*** INPUT DATA ***
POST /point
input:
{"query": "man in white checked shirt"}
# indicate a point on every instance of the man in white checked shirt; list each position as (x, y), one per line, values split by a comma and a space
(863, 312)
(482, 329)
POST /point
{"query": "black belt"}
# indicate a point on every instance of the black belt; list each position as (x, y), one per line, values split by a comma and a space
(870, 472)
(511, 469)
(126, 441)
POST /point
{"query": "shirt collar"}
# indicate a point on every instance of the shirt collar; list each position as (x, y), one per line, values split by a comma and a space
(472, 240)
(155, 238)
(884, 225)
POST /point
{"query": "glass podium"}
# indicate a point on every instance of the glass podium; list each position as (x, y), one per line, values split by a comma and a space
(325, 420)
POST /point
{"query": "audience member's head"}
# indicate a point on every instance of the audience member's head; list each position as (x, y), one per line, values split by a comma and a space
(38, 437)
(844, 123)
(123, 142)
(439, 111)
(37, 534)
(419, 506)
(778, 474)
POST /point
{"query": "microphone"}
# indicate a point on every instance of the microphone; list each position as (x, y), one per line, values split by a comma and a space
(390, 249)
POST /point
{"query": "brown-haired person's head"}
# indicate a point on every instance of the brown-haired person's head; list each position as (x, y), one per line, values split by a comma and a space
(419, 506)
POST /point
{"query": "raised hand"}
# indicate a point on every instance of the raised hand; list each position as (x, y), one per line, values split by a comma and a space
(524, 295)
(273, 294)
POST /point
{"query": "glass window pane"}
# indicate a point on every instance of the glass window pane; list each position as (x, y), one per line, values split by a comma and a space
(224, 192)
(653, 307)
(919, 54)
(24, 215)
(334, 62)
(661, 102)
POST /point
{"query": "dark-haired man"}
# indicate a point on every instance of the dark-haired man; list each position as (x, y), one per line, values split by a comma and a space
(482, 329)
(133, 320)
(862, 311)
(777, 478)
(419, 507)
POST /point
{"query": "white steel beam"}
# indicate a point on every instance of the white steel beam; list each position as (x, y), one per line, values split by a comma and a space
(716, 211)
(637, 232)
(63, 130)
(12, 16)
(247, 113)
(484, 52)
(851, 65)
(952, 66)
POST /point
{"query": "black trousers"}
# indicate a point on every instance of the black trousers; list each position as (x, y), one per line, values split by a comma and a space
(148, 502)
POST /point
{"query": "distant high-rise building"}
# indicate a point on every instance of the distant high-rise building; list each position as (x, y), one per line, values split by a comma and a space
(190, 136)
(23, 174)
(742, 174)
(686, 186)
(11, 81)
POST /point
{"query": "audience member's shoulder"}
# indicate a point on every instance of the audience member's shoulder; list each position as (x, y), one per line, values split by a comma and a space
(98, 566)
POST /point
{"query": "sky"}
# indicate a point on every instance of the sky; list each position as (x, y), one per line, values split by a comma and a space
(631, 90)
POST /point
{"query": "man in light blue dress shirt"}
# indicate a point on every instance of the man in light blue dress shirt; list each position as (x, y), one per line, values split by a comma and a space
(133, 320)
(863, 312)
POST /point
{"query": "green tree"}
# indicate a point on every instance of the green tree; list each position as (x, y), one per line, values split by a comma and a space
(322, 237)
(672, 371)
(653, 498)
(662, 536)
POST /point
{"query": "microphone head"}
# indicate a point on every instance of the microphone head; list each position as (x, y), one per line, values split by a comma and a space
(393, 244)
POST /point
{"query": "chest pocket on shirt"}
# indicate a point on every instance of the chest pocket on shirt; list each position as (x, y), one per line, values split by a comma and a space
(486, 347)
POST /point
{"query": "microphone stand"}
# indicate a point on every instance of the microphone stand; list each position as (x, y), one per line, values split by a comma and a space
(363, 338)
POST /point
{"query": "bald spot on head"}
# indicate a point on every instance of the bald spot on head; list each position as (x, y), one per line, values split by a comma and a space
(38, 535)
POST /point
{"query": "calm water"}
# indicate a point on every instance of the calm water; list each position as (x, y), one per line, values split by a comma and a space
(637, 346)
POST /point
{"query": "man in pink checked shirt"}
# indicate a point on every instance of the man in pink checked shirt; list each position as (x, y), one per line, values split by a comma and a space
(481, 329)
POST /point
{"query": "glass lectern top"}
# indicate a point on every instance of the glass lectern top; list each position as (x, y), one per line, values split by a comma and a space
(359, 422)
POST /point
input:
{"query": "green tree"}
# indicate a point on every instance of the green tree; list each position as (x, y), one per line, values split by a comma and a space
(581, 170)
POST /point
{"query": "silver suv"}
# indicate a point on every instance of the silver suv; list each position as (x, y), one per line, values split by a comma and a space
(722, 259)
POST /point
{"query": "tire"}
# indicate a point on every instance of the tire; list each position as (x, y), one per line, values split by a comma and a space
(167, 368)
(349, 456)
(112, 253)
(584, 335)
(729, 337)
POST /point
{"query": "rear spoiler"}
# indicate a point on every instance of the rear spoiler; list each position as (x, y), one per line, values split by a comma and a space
***
• [OBJECTIVE] From the preceding material, extract every line exactly.

• [REPLY TO THE EXERCISE]
POST /point
input:
{"query": "man in white checked shirt"}
# indicate a point on every instance of the man in white checked shirt; list each position as (x, y), one per line, values split by a comma and a space
(863, 312)
(482, 329)
POST /point
{"query": "black belt"}
# indicate a point on every instance of the black belt; list each position as (x, y), one per line, values split by a comma and a space
(870, 472)
(511, 469)
(126, 441)
POST /point
{"query": "shirt collar"}
# indicate a point on every instance of the shirt collar; list each position as (x, y), one per line, values split by a comma and a space
(472, 240)
(155, 238)
(884, 225)
POST /point
{"query": "glass podium"}
# indicate a point on every instance of the glass podium; list each position as (x, y), one per line, values split by a comma and a space
(325, 420)
POST /point
{"query": "audience member's head"}
# indicate a point on every instance of the audience member's head; list each position as (x, y), one per line, values split by a comma and a space
(38, 437)
(844, 123)
(123, 142)
(439, 111)
(37, 534)
(419, 506)
(778, 474)
POST /point
{"query": "microphone"}
# indicate a point on every instance of the microphone; list each position as (x, y), one per line, values split by a comma and a space
(390, 249)
POST /point
{"query": "brown-haired person's head"}
# indicate a point on every instance of the brown-haired person's head; list each position as (x, y), one per line, values split by a comma and a space
(419, 506)
POST /point
{"query": "raised hand"}
# indicate a point on every instance of the raised hand; list each position as (x, y), one per line, values split by a comma and a space
(524, 295)
(273, 294)
POST /point
{"query": "glass window pane"}
# indicate a point on every instance of the glass window pane; list each position as (x, y), one per line, values split by a comma and a space
(224, 192)
(653, 307)
(919, 54)
(24, 215)
(334, 62)
(661, 102)
POST /point
{"query": "dark-haired man"}
# indicate a point on every instance of the dark-haired man; list each position as (x, y), one per line, values split by a comma and a space
(482, 329)
(133, 320)
(862, 311)
(777, 478)
(419, 507)
POST /point
{"query": "white steel beam"}
# indicate a point on every instance of the white steel beam; list each position as (x, y), one per line, values split by a comma and a space
(716, 211)
(637, 232)
(63, 130)
(12, 16)
(247, 113)
(484, 52)
(851, 65)
(952, 66)
POST /point
{"query": "black trousers"}
# indicate a point on every instance of the black trousers; list each position as (x, y), one per line, values split by a comma and a space
(148, 502)
POST /point
{"query": "distant high-rise building"}
# indicate a point on every instance of the distant high-rise building; list each position as (x, y), one per line, values split by a comma and a space
(190, 136)
(23, 174)
(742, 174)
(686, 186)
(11, 81)
POST /point
{"query": "audience member's shoulder"}
# indicate a point on every instance of the audience member's shoulder; list each position as (x, y), one per line, values split by a comma and a space
(98, 566)
POST /point
{"query": "sky"}
# indicate a point on every instance of the sky; list each position as (x, y), one per line, values split by a comma and a space
(631, 90)
POST /point
{"query": "man in light blue dress shirt"}
# indicate a point on every instance of the man in light blue dress shirt; list each position as (x, y), one per line, values split by a comma and a space
(133, 320)
(863, 312)
POST /point
{"query": "green tree"}
# indicate a point on every instance of the green tree; list each position as (x, y), one per line, values split by a comma and a space
(322, 237)
(672, 371)
(653, 498)
(662, 536)
POST /point
{"query": "microphone head"}
# indicate a point on every instance of the microphone head; list each position as (x, y), one per line, values split by a comma and a space
(393, 244)
POST /point
{"query": "chest pocket on shirt"}
# indicate a point on every instance of the chest pocket on shirt; list each position as (x, y), one per line, values split by a comma and a space
(486, 347)
POST /point
{"query": "microphone stand"}
# indicate a point on every instance of the microphone stand; list each position as (x, y), one per line, values split by a comma and a space
(363, 338)
POST /point
{"query": "bald spot on head"}
# indicate a point on every instance of the bald spot on head; list each position as (x, y), one per line, values split by a comma and a space
(38, 535)
POST /point
{"query": "calm water"}
# indicate a point on every instance of the calm water; list each position as (x, y), one per line, values split by a comma and a space
(637, 346)
POST /point
{"query": "man in pink checked shirt"}
# indicate a point on every instance of the man in pink checked shirt; list each position as (x, y), one per line, values split by a comma and a space
(481, 329)
POST /point
{"query": "glass lectern top"}
# indicate a point on every instance of the glass lectern top; list each position as (x, y), one per line, values split by a comma and a space
(359, 422)
POST /point
input:
{"query": "green tree"}
# indicate a point on every instance of the green tree; list each position as (x, y), one per line, values split by a comma and a space
(581, 170)
POST /point
{"query": "silver suv"}
# indicate a point on every instance of the silver suv; list each position as (x, y), one per line, values split by a comma and a space
(722, 259)
POST /point
{"query": "tire"}
# indicate a point on every instance of the tire; list each position as (x, y), one per line, values split by a comma and a space
(167, 368)
(349, 456)
(112, 253)
(584, 335)
(729, 337)
POST /point
{"query": "rear spoiler"}
# indicate a point on every instance of the rear spoiler; list each position as (x, y), one per line, values split by a comma and a space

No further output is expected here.